▸ What is being asked: Reproduce exactly the final portion of the data: every line from the one containing "of the overcast" through the last line, inclusive.
>>>
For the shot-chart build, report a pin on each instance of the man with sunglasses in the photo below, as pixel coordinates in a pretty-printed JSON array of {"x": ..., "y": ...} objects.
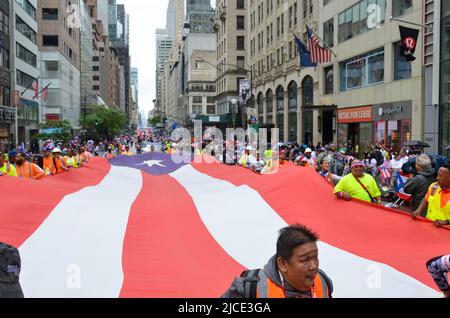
[{"x": 358, "y": 185}]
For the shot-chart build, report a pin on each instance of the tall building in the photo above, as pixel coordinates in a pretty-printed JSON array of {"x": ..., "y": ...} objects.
[
  {"x": 24, "y": 53},
  {"x": 367, "y": 94},
  {"x": 122, "y": 46},
  {"x": 86, "y": 54},
  {"x": 199, "y": 15},
  {"x": 231, "y": 26},
  {"x": 102, "y": 8},
  {"x": 112, "y": 20},
  {"x": 7, "y": 113},
  {"x": 175, "y": 20},
  {"x": 135, "y": 84},
  {"x": 163, "y": 47},
  {"x": 59, "y": 47},
  {"x": 123, "y": 19}
]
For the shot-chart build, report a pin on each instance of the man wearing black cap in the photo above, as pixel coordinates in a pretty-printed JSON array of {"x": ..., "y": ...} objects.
[{"x": 9, "y": 272}]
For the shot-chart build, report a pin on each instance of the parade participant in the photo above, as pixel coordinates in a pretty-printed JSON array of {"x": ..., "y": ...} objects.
[
  {"x": 326, "y": 173},
  {"x": 109, "y": 154},
  {"x": 127, "y": 151},
  {"x": 6, "y": 169},
  {"x": 26, "y": 169},
  {"x": 436, "y": 202},
  {"x": 292, "y": 273},
  {"x": 419, "y": 185},
  {"x": 358, "y": 185},
  {"x": 71, "y": 160},
  {"x": 438, "y": 268},
  {"x": 58, "y": 161},
  {"x": 10, "y": 265}
]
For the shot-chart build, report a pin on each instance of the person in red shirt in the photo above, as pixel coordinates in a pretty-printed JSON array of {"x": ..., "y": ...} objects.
[{"x": 27, "y": 169}]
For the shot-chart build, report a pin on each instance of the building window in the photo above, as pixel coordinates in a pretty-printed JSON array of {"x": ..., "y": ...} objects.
[
  {"x": 25, "y": 55},
  {"x": 4, "y": 57},
  {"x": 241, "y": 62},
  {"x": 197, "y": 109},
  {"x": 211, "y": 109},
  {"x": 28, "y": 7},
  {"x": 4, "y": 22},
  {"x": 5, "y": 96},
  {"x": 280, "y": 98},
  {"x": 328, "y": 32},
  {"x": 240, "y": 43},
  {"x": 363, "y": 70},
  {"x": 24, "y": 79},
  {"x": 197, "y": 99},
  {"x": 50, "y": 40},
  {"x": 240, "y": 22},
  {"x": 307, "y": 91},
  {"x": 51, "y": 66},
  {"x": 49, "y": 13},
  {"x": 329, "y": 80},
  {"x": 353, "y": 21},
  {"x": 401, "y": 7},
  {"x": 25, "y": 29},
  {"x": 402, "y": 67}
]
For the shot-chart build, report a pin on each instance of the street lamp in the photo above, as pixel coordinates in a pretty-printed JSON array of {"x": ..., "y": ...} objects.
[{"x": 233, "y": 115}]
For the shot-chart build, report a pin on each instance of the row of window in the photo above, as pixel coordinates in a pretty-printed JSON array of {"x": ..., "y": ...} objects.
[
  {"x": 25, "y": 29},
  {"x": 28, "y": 7},
  {"x": 5, "y": 96},
  {"x": 198, "y": 109},
  {"x": 4, "y": 22},
  {"x": 25, "y": 55},
  {"x": 4, "y": 57}
]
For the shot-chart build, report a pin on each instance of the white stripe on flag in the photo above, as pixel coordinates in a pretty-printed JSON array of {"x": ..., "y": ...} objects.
[
  {"x": 247, "y": 229},
  {"x": 81, "y": 242}
]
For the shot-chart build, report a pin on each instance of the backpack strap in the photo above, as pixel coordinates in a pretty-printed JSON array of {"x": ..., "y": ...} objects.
[{"x": 251, "y": 279}]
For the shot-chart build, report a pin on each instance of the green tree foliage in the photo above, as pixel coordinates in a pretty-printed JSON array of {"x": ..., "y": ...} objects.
[
  {"x": 102, "y": 122},
  {"x": 56, "y": 131}
]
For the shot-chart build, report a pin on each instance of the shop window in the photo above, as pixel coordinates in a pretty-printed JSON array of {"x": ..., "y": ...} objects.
[
  {"x": 329, "y": 80},
  {"x": 363, "y": 70},
  {"x": 402, "y": 67},
  {"x": 380, "y": 132},
  {"x": 401, "y": 7}
]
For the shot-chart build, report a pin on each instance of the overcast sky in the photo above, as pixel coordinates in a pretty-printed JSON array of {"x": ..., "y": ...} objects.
[{"x": 145, "y": 17}]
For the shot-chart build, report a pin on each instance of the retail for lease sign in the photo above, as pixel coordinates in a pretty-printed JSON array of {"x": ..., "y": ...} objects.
<<<
▸ Exercise answer:
For the shot-chart build, report a pin on each instance of the overcast sky in the photo above, as pixel coordinates in a pretty-printed JSON array of {"x": ..., "y": ...} objects.
[{"x": 145, "y": 17}]
For the shot-chart build, report a pin on each instance of the retail for lease sign in the photo above, as pixel coordinates in a pretty-printed JSON array of {"x": ..., "y": ...} objects.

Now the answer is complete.